検出アノテーション記録

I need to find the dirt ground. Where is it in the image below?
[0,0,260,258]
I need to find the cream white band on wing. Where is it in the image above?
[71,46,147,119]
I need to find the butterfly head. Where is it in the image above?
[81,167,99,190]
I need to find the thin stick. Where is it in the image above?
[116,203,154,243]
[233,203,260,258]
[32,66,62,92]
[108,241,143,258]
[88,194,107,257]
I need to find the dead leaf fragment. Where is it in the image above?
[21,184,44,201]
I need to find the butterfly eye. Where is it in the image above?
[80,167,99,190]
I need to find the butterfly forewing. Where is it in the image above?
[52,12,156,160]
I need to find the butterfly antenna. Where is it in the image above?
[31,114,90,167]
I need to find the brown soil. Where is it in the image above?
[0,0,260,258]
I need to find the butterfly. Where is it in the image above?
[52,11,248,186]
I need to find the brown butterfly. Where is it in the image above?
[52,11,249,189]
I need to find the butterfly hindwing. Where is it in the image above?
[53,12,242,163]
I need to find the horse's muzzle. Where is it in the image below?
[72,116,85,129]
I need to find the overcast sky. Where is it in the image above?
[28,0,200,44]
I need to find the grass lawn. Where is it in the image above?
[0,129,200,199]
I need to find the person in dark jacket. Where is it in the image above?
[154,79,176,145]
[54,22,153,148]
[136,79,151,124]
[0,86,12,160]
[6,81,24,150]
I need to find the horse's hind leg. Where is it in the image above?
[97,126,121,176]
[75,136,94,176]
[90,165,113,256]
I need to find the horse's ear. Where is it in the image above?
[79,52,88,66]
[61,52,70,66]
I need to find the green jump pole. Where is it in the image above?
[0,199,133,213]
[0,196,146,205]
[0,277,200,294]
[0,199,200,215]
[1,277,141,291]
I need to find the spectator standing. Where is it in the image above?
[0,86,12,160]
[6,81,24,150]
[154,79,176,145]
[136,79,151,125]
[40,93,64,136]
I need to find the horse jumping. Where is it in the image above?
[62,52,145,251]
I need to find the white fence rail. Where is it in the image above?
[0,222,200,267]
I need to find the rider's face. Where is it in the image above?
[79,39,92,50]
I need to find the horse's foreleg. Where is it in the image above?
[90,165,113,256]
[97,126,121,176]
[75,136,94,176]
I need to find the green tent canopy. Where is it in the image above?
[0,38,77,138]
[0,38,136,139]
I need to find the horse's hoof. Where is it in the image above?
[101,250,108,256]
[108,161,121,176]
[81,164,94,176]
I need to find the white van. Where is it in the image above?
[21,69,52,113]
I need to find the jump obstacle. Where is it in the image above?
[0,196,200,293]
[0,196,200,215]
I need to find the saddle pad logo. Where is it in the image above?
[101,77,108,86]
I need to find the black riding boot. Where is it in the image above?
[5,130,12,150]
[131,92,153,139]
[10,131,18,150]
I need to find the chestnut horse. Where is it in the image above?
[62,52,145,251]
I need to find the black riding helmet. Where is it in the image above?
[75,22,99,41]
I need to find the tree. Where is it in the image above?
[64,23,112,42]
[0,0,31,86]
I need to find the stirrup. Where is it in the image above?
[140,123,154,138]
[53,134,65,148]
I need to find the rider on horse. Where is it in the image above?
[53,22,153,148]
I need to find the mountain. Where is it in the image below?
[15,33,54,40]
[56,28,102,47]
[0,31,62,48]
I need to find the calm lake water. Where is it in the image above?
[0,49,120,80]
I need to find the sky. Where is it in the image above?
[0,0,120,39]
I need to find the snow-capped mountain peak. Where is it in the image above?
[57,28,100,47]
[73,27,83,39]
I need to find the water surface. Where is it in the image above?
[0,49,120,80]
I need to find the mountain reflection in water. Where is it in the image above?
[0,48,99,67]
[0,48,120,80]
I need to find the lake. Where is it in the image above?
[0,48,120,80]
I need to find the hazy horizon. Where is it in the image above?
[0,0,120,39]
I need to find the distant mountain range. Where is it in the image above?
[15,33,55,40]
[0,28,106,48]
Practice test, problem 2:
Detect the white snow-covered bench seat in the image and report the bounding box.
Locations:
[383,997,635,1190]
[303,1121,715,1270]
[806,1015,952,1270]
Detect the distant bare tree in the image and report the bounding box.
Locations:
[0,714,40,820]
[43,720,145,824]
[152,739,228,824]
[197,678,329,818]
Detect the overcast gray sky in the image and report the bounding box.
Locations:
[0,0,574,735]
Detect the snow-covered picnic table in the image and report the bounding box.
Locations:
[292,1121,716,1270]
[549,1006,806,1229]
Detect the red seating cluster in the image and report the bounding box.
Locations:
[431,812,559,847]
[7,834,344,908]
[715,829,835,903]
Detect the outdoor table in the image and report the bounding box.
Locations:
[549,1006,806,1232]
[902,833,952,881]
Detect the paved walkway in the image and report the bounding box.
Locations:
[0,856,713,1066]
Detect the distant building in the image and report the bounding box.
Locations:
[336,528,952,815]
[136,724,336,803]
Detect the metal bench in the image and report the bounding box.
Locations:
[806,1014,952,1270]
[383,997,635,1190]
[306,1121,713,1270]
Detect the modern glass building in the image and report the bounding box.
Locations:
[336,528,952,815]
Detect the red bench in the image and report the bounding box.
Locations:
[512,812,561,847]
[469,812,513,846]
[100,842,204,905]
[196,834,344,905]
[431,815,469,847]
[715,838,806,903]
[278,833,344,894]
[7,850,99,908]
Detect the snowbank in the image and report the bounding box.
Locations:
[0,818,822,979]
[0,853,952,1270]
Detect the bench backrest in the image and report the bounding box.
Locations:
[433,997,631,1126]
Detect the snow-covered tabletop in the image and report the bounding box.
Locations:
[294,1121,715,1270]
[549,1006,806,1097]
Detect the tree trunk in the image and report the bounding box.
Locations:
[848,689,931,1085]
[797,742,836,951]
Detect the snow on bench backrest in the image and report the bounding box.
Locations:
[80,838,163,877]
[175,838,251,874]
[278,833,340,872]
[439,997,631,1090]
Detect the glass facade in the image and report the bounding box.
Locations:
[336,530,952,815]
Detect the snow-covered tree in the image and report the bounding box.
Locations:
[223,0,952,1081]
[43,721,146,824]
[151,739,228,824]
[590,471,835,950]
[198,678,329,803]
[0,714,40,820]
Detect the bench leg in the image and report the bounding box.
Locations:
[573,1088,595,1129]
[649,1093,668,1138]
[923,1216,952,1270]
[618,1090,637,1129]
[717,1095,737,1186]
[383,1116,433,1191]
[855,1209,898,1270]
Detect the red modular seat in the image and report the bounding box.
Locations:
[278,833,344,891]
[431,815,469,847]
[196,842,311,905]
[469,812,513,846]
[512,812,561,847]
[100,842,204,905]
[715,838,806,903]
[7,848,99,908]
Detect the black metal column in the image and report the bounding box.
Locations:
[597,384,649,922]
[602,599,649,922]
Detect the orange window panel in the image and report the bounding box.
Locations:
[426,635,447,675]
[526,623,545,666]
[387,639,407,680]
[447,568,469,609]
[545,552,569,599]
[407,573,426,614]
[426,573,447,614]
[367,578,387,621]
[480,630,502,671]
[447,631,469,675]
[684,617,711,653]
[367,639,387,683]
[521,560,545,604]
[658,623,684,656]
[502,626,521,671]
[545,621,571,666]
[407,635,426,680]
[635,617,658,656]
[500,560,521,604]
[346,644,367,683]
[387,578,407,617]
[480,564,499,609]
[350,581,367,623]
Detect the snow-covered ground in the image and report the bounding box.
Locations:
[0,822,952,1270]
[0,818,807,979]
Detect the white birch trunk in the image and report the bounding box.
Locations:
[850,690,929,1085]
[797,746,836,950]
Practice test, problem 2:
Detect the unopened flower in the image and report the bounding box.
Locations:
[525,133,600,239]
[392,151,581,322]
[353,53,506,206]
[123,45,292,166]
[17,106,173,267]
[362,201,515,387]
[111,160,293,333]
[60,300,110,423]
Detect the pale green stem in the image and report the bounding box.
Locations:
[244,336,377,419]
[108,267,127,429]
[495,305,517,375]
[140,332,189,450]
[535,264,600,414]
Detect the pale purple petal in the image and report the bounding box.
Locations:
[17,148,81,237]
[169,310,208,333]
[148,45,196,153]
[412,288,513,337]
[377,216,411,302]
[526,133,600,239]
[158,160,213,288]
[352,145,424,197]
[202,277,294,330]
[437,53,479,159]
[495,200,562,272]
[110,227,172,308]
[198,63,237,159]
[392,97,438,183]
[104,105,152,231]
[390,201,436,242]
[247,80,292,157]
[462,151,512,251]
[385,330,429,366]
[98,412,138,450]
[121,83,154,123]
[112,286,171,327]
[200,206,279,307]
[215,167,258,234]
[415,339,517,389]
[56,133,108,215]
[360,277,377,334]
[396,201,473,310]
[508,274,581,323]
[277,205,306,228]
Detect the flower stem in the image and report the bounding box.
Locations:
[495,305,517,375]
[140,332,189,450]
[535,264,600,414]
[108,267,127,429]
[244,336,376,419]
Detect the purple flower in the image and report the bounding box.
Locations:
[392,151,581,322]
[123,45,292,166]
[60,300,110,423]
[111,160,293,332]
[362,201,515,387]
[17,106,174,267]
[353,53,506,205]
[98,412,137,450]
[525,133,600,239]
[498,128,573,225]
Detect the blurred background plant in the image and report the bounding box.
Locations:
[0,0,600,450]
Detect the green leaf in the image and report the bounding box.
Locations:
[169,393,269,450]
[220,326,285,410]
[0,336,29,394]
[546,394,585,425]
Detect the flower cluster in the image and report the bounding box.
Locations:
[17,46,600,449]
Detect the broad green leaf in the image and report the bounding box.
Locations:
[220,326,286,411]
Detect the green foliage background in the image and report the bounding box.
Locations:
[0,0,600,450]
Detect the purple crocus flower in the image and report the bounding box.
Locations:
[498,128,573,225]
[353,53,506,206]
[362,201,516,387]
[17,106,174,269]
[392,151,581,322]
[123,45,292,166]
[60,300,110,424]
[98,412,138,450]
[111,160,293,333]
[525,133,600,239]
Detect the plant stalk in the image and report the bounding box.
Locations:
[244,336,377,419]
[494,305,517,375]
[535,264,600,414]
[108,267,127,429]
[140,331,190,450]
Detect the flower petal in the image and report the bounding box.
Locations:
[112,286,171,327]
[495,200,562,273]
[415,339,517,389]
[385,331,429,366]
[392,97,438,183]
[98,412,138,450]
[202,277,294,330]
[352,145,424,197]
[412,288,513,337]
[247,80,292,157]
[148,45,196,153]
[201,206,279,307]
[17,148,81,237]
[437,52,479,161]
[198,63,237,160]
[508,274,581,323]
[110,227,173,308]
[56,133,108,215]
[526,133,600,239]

• **課題内容**:
"Detect the green leaf"を含む行から始まり、資料の最後で終わる範囲の行を、座標以外は元のまま残して、すべて書き直しなさい。その際、解答に示されたバウンディングボックスの座標はすべて0.95倍に縮小し、小数点以下を四捨五入して整数にしなさい。

• **完成した課題**:
Detect the green leaf in the image and report the bounding box.
Locations:
[161,373,256,428]
[209,310,271,390]
[0,319,28,374]
[519,374,556,404]
Detect the flower cluster in the image and report the bounding box.
Locations:
[16,44,570,427]
Detect the broad green leaf in the image and report the bounding box.
Locations:
[209,310,272,390]
Detect the green foliage background in the image and report the bounding box.
Locations:
[0,0,570,428]
Detect the purple crocus flower in the image and report the bounding box.
Locations:
[473,122,544,214]
[335,50,481,196]
[344,191,490,368]
[16,101,165,256]
[372,143,552,306]
[117,43,277,158]
[57,285,105,403]
[93,391,131,428]
[105,152,278,316]
[499,126,570,227]
Detect the plant stalk in the image and report the bounding box.
Locations:
[232,319,358,398]
[469,290,491,356]
[508,251,570,393]
[103,254,121,408]
[133,314,181,428]
Detect the flower petal in the image and report the bounding box.
Locations:
[106,272,162,311]
[470,190,534,259]
[394,322,491,370]
[366,314,408,348]
[372,92,416,174]
[93,391,131,428]
[192,263,279,314]
[334,138,403,187]
[391,274,487,320]
[235,76,277,149]
[141,43,186,145]
[191,196,265,292]
[16,141,77,225]
[415,49,455,153]
[188,60,225,152]
[483,260,552,307]
[105,216,164,293]
[53,126,103,204]
[500,126,570,227]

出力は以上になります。